[Study text Boundary: Start]

Calhoun worked at the Searcy Clinic for Women from July 1994 until Lefler moved to Russellville in November 2008.

“I loved the doctor I worked for,” she said. “It was interesting. It was fun.”

After her time with the Searcy Clinic for Women, Calhoun went to another business her father had started.

This time, instead of selling groceries, they were mowing yards.

“My dad had a lawn-care service,” she said. “Me and my brother got in with him. Dad started it in 1998. Believe it or not, I can weed-eat better than any man. I can mow on commercial mowers and everything. We worked seven days a week. Some days we’d do 16 yards in a day. Some days we’d do 18 yards in a day. We just moved, moved, moved.”

Calhoun and her brother continued working the lawn-care business after their father died five years ago, but she said it soon got too emotional to carry on the business he had started.

“It was also hard to find — and keep — help,” she said. “People don’t realize that you do more than one or two yards a day. When you start hiring them in, they only last two or three days. I had one last two weeks and I thought he was going to stay, but he didn’t end up wanting to stay.”

After the family officially closed the lawn-care business, Calhoun got a job at Fred’s Super Dollar, where she has been able to utilize the skills and knowledge about grocery stores that she learned from her father when she was younger.

“Still now at Fred’s, I’m doing what I did when I was a kid,” she said. “They ask me how I know everything, and I just tell them I have been around this all my life. I was raised up in it.”

Calhoun said she always wanted her father to run for mayor. He was well-loved in the town, and she was not the only one to think he would have done well in office.

“He knew everybody here,” she said. “He knew everything. He was all up on it. People wanted him to run for mayor, but he didn’t do it. That’s when I decided to run to see if I could make a change and do it for him.”

While she loves the town she grew up in, Calhoun has big dreams of what Bald Knob could become. She said the city sits at an important crossroads, and there is a lot of potential with that location. Travelers utilizing U.S. 67 to get to Little Rock, Batesville or Jonesboro will go through Bald Knob, and many in the community want to see the town turn into a destination instead of just an exit off of the highway, Calhoun said.

[Study text Boundary: End]
[Extracted records Boundary: Start]

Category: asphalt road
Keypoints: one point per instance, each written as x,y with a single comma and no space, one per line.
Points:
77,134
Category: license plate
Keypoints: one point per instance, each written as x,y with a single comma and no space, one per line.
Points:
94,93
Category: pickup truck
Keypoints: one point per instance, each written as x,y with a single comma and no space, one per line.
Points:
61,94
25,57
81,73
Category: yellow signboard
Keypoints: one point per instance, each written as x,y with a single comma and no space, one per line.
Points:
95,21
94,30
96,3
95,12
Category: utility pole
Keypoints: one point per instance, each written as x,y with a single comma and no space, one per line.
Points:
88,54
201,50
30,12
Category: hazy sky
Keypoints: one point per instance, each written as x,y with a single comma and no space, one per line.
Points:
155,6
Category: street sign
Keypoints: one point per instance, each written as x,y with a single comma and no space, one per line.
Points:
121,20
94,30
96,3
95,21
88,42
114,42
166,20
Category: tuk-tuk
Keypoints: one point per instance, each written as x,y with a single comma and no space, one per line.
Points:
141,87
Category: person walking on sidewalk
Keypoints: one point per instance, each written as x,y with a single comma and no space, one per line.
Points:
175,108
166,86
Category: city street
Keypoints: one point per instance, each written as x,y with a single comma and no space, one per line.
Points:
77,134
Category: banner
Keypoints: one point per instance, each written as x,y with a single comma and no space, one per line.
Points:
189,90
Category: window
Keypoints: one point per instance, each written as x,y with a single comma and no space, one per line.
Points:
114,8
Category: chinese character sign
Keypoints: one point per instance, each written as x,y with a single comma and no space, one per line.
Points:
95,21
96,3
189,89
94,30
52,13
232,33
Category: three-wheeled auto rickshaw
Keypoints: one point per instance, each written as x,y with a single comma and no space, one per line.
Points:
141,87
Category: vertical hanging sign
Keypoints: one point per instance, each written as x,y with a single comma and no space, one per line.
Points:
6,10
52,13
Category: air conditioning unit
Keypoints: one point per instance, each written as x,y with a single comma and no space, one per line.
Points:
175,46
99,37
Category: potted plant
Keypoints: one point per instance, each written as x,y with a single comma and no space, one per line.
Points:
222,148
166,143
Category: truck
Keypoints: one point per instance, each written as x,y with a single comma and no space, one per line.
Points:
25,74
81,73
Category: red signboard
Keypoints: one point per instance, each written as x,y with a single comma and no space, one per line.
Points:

[Extracted records Boundary: End]

Task 1: In the profile of Calhoun, what year did her father start his lawn-care service?
Task 2: Based on the profile of Calhoun, explain why she and her brother gave up the lawn-care business.
Task 3: Go on with the profile of Calhoun, starting right after its final paragraph.
The records were taken from a different source than the profile.

Written answer 1: He started it in 1998.

Written answer 2: After their father died five years ago, carrying on the business he had started became too emotional for them. It was also hard to find and keep help, because hired workers didn't realize the job meant doing more than one or two yards a day, and most lasted only two or three days.

Written answer 3:
“You’ve got three great highways coming through here,” she said. “Everyone thinks there is a potential to grow. It’s not going to happen overnight. You’re looking at another 20, 30, maybe even 40 years until this town really booms. It’s going to take awhile for it to grow.”

Still, those long-term goals can help drive decisions that are being made now to make the town ready for this anticipated boom. One of the immediate actions Calhoun has identified is sprucing up the town through cleanup work and code enforcement.

“Our town is not an ugly town,” she said. “Everywhere has vacant houses, but everyone needs to follow city codes. That’s a lot of things people want.”

Her first priority as mayor, she said, is with the youth of the town. As a mother of a 14-year-old, she knows some of the struggles teenagers in Bald Knob face when looking for something to do.

“I want something for the teenagers,” she said. “We have ballparks and school functions, but what else? I have to drive my daughter to Searcy to go skating. You have to pick them up at midnight, and by the time you eat and get home, it’s 1 in the morning. People are tired of giving their revenue over there, but we need something here.”

Some initial thoughts Calhoun has had for the youth include a building with pool tables or a television for video-game systems. That way, after school games or on the weekends, there would be a safe and local place for teenagers to go.

“We just need somewhere for them to gather, to be able to hang out,” she said. “Right now, there’s no place for kids to go mingle.”

Calhoun is going to be the Bald Knob mayor for at least four years, and she said she is happy to represent the town and work on its behalf. Ultimately, she wants to please the people in her community.

“They’re the ones that voted me in,” she said. “It’s a job, and I want to do it and do it right.”